__Your tasks__
1 > Name every day of the week that the account of the jury trial during the courthouse closures mentions.
2 > Write the next paragraph of the account of the jury trial during the courthouse closures, picking up after its last sentence.

__Text segment__
□ □ □ □ □ □ □

We are normally only in trial Monday through Thursday, saving Fridays for dispositive motions hearings and sentencing calendars. Everyone rearranged their schedules so we could hold trial on Friday—Friday the 13th of all days! The jury got the case late Friday morning, and I figured they’d be anxious to reach a verdict and get out of what by then was an increasingly empty courthouse. I was surprised when we reached the end of the day on Friday and the jury said it was coming back Monday to resume deliberations. I was quite concerned at that point that events would unfold so rapidly over the weekend that our jurors wouldn’t or couldn’t return.
Monday morning, at 8:50 a.m., all twelve jurors were back. Rather than send them back into the jury room attached to our courtroom to sit around a conference table, we let them use the entire courtroom for deliberations so they could spread out. They later told me that they were so grateful to have that space. By the end of the day Monday, the trial was over. Three days earlier, Presiding Judge Jim Rogers had made the difficult but important decision to suspend summoning jurors for several weeks. This jury would be among the last in the courthouse for quite some time, and I told them that.
As I write this in my chambers on March 17th, many area courthouses are closed, and the King County Superior Court is doing its best to remain open in a limited capacity to fill pressing needs for things like protection orders and shelter care for vulnerable children, while also keeping staff and judicial officers safe. Many are working from home where feasible, but we still need judicial officers in the courthouse to serve our community. Especially in times of crisis, people look to the courts for protection. We have been fortunate in the King County Superior Court to have leaders who strive to balance the needs of the public we serve with the needs of those serving. Our judges and staff—from the bailiffs and clerks and administrative support to the facilities and maintenance workers constantly cleaning the door handles—have continued to show up for the community and each other.

□ □ □ □ □ □ □

__Supplied records__
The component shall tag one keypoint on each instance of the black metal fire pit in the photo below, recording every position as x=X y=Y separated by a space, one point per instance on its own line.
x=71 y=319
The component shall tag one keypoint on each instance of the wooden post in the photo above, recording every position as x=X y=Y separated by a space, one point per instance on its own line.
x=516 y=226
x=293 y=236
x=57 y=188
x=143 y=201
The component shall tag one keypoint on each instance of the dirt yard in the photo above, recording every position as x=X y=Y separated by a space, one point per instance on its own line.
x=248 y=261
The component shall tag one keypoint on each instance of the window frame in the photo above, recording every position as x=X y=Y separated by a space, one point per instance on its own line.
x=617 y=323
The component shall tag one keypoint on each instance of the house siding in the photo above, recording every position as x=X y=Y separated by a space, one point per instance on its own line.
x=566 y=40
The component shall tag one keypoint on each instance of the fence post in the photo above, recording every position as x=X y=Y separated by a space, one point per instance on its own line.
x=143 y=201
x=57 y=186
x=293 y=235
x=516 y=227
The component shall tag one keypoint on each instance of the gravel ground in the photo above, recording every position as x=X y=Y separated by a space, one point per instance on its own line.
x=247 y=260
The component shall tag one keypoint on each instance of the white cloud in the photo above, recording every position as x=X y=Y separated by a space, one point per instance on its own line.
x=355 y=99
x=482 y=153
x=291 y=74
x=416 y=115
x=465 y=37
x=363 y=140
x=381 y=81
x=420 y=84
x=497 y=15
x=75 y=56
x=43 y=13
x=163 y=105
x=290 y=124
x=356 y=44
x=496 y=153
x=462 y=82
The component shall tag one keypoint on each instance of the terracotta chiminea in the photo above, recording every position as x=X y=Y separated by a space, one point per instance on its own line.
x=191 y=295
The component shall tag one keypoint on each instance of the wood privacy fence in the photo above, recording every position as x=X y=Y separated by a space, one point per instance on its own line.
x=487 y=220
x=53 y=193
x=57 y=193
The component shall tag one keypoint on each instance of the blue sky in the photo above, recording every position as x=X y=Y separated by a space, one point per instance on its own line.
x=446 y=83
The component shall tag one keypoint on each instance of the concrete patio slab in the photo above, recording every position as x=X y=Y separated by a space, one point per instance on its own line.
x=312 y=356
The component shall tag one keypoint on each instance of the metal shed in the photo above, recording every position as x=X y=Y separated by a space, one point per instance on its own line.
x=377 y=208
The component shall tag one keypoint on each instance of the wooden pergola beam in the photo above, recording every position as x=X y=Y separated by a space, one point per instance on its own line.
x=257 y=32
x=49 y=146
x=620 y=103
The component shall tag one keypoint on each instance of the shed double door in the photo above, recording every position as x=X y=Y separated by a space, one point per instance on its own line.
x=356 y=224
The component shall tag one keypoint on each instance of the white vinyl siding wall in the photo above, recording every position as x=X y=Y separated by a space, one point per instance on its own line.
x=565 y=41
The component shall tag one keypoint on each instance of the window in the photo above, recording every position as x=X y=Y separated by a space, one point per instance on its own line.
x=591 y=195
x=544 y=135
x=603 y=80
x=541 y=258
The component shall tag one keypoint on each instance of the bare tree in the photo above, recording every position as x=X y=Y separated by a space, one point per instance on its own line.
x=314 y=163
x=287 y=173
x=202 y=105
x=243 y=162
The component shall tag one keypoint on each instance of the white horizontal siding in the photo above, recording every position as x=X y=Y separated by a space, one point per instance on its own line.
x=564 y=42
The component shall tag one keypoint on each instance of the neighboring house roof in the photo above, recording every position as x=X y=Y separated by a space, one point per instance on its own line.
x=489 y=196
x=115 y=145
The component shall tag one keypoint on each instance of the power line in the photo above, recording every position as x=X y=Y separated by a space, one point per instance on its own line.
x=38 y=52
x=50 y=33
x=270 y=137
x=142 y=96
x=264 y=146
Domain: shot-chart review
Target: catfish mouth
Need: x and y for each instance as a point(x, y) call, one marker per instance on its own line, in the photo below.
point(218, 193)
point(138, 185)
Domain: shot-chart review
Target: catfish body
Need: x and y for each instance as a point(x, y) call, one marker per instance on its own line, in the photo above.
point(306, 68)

□ □ □ □ □ □ □

__Answers provided__
1 > Monday, Thursday, Friday

2 >
On January 21st, officials confirmed the first case of COVID-19 in America about thirty miles north of our courthouse. As of March 16th, there were more than 900 cases in Washington—including 488 cases (nearly 12 percent of all confirmed cases in the U.S.) and 43 deaths (more than half of all deaths in the U.S.) in the County our court serves. The courthouse is quiet, but it’s not empty—it can’t be. Not even in a pandemic.
I give out certificates of appreciation to jurors at the end of every trial. On top of the $10 per day we pay jurors, the certificate isn’t much; I joke that it’s suitable for the refrigerator. The certificate reads in part: “This certificate is awarded in recognition of this valuable service in the Administration of Justice to the people of the State of Washington.” Until now, I’d not given the language much thought. This time, before presenting certificates to the jurors, I added three words: “This certificate is awarded in recognition of this valuable service in the Administration of Justice to the people of the State of Washington, during a pandemic.” The jurors laughed when I read them the language, and we all knew that we’d shared in something special during a trying time in our nation’s history.
The Honorable David Keenan is a Superior Court Judge in King County, Washington, and a judicial advisor for the Civil Jury Project.
 Here, I use the name of the disease—COVID-19—rather than the technical name of the virus—SARS-CoV-2—AKA, Coronavirus.